▶ WORK REQUEST 1
Answer these questions about the passage on the nationalisation of Anglo Irish Bank:
(a) Which government department was Mr. Jim O'Leary appointed to advise?
(b) Which other recent government appointee sat with him on the AIB board?
(c) To whom was AIB lending money "hand over fist" at that time?

▶ PASSAGE SHOWN
____________

It will depend to some extent on how the State has managed the nationalisation of Anglo Irish Bank. This raises serious questions. On many occasions I have asked what on earth the Government has been doing in appointing various directors with political pedigrees which stand out a mile or flawed banking pedigrees in a way anyone could have pointed to in advance. There have been some rather strange appointments already this week, with the appointment of Mr. Jim O'Leary, a "respected" economist, to advise the Department of Finance. I know and like Mr. O'Leary, as do many others in the House, but he was a director in Allied Irish Banks at the exact time the property frenzy was taking off. He and Mr. Gary Kennedy, recent key appointments by the Government to very delicate positions, were both members of the board of AIB when it was lending money hand over fist to property speculators. Why on earth has the Government chosen as one of the chief advisers to the Minister at this crucial time someone with that record to advise him? I cannot understand it. He may have wonderful ideas about many things, but a host of independent economists with equally good qualifications would undoubtedly have taken the job who do not carry the albatross of having been at the coalface at the time.

____________

Items listed in a dataset:
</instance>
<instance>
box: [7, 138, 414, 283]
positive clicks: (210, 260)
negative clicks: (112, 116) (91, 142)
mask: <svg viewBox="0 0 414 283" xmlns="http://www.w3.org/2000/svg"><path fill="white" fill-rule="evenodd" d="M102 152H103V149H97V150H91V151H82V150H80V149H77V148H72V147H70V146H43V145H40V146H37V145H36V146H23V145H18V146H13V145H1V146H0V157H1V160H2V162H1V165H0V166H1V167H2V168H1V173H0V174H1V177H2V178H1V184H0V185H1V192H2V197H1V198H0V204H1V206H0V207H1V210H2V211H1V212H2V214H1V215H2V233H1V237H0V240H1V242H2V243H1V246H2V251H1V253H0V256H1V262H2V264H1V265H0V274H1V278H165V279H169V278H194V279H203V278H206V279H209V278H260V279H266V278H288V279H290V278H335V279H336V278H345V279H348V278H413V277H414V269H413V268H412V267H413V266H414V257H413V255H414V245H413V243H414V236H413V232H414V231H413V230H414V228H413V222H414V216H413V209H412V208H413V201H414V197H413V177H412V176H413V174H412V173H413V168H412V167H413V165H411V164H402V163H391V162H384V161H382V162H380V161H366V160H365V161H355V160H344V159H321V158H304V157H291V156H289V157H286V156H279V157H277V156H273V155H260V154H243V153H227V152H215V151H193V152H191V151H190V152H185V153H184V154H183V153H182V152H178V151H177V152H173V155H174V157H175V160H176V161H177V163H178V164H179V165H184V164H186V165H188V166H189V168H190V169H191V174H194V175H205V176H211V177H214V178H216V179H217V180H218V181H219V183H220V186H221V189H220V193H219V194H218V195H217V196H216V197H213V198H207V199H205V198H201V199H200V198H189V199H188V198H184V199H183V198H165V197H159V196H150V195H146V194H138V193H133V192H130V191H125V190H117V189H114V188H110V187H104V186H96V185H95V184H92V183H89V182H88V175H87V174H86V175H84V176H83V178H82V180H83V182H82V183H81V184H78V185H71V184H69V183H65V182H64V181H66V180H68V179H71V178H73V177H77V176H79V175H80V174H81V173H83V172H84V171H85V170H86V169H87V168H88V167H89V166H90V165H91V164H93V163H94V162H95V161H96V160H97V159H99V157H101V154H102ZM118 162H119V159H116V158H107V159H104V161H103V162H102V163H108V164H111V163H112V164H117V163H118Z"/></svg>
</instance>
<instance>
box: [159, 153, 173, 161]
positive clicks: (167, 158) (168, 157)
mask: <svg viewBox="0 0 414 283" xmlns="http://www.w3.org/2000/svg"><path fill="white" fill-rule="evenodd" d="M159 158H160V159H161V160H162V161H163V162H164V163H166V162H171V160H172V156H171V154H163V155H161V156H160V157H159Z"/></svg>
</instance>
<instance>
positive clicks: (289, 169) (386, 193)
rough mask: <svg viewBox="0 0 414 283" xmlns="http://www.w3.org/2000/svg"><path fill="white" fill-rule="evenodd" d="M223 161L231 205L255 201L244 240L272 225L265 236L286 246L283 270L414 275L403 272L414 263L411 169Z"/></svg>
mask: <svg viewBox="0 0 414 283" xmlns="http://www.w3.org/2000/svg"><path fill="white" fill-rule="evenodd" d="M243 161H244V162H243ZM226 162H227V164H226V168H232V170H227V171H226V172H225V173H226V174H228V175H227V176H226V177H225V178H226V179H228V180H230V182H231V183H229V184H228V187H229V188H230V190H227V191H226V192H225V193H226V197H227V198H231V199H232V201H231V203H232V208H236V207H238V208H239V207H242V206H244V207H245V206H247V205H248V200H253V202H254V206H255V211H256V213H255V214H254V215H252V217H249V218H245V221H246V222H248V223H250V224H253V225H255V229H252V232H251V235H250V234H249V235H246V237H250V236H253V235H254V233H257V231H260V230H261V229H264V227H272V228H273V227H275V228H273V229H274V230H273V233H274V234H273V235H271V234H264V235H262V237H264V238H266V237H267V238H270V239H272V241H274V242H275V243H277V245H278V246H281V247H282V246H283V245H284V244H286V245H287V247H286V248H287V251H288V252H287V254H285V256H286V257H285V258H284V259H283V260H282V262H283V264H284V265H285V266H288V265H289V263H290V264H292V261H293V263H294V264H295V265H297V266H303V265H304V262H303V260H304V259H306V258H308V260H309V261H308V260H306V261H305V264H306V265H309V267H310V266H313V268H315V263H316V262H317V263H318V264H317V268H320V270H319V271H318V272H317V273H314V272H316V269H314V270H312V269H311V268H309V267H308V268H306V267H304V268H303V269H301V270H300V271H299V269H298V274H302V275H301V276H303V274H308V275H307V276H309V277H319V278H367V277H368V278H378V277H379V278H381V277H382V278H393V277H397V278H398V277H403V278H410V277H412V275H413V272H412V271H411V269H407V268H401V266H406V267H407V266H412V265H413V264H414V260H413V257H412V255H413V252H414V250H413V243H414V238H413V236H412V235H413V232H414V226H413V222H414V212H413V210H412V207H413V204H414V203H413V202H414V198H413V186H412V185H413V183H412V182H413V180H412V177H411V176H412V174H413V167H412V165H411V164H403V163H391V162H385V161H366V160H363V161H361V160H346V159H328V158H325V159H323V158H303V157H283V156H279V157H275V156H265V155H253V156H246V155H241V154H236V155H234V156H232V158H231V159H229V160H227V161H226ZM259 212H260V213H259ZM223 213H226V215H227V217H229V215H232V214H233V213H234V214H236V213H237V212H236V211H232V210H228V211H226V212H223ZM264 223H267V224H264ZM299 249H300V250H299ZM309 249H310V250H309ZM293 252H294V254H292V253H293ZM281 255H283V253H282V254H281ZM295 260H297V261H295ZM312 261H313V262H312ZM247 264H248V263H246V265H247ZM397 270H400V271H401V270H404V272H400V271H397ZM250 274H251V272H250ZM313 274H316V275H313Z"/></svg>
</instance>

____________

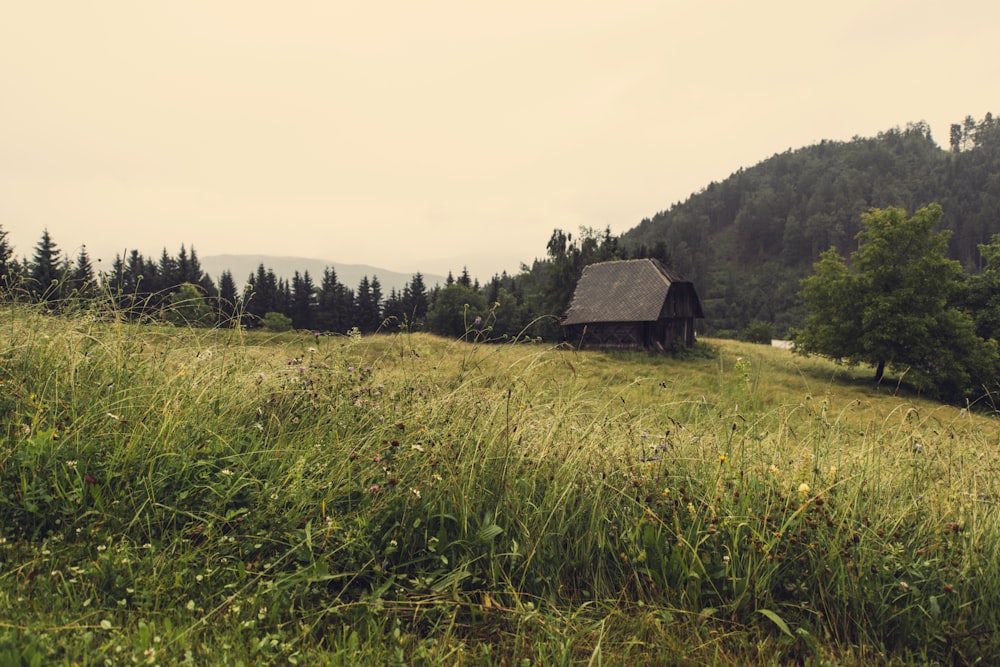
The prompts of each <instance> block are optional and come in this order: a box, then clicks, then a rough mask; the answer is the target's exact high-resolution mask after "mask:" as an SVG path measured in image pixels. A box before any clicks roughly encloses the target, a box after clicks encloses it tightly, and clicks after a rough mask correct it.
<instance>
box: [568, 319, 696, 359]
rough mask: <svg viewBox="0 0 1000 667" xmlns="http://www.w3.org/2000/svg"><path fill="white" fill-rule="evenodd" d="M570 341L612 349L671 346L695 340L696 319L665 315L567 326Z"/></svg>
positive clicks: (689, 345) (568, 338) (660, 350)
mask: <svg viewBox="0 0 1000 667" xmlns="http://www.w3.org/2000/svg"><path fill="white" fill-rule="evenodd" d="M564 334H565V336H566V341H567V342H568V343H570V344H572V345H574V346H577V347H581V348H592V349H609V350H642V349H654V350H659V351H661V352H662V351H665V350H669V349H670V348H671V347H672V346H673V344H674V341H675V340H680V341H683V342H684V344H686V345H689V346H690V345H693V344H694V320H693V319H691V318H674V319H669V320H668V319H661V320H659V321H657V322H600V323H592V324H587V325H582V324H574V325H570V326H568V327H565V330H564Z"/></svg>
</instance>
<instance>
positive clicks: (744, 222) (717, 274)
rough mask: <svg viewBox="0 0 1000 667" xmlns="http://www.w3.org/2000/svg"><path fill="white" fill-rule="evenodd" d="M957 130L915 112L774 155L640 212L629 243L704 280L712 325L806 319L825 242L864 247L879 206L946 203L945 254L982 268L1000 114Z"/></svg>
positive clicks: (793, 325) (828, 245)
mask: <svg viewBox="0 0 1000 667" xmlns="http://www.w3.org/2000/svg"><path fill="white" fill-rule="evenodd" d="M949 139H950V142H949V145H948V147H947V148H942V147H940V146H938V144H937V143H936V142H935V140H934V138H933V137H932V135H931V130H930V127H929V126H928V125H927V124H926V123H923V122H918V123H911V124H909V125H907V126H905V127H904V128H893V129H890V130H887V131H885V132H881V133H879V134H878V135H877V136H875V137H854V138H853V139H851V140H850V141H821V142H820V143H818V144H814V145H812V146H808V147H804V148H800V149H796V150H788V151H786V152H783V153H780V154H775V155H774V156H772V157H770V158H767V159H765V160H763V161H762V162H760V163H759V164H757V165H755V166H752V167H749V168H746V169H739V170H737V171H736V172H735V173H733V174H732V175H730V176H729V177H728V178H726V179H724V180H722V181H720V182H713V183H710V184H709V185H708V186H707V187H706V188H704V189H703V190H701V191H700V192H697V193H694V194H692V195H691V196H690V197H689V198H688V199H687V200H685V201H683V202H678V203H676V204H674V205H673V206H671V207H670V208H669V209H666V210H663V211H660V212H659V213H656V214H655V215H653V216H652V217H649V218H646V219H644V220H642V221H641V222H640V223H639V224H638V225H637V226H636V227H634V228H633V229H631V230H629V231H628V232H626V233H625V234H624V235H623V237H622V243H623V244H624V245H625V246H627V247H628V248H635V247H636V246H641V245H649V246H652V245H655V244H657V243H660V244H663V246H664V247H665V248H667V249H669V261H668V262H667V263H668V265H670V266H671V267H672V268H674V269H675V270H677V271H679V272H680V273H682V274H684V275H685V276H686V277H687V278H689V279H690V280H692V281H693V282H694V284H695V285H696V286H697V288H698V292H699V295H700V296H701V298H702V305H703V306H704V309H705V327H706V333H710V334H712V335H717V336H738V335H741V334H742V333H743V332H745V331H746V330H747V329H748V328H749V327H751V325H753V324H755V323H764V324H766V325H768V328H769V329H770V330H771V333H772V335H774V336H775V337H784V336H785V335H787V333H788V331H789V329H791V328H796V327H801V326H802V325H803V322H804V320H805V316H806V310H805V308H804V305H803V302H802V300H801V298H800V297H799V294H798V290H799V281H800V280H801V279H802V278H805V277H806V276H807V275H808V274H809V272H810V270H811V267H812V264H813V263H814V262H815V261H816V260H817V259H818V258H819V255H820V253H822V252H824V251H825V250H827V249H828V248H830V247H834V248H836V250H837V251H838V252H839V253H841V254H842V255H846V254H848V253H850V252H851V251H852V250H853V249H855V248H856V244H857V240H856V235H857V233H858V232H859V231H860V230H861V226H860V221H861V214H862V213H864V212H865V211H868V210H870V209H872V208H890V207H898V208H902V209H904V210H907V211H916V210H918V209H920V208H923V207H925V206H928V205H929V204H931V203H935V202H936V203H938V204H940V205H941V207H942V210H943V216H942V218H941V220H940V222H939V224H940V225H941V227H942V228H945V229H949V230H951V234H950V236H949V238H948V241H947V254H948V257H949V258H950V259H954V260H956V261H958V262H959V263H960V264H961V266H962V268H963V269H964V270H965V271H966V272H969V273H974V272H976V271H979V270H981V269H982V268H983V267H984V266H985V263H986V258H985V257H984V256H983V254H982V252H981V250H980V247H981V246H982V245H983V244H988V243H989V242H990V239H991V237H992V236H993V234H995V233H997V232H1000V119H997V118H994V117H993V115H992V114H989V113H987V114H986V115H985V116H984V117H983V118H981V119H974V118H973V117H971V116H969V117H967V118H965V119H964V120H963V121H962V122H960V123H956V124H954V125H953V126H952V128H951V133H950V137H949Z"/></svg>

____________

▶ WORK REQUEST 2
Return every line of the records above that contains the string "clicks". Case counts.

▶ EXPECTED OUTPUT 1
(a) The Department of Finance.
(b) Mr. Gary Kennedy.
(c) Property speculators.

▶ EXPECTED OUTPUT 2
positive clicks: (210, 260)
negative clicks: (112, 116) (91, 142)
positive clicks: (167, 158) (168, 157)
positive clicks: (289, 169) (386, 193)
The prompts of each <instance> block are optional and come in this order: a box, then clicks, then a rough mask; the answer is the target's exact high-resolution mask after "mask:" as an SVG path measured in image pixels. A box before any clicks roughly encloses the target, a box after clicks encloses it tightly, and clicks after a rough mask correct it.
positive clicks: (689, 345) (568, 338) (660, 350)
positive clicks: (744, 222) (717, 274)
positive clicks: (793, 325) (828, 245)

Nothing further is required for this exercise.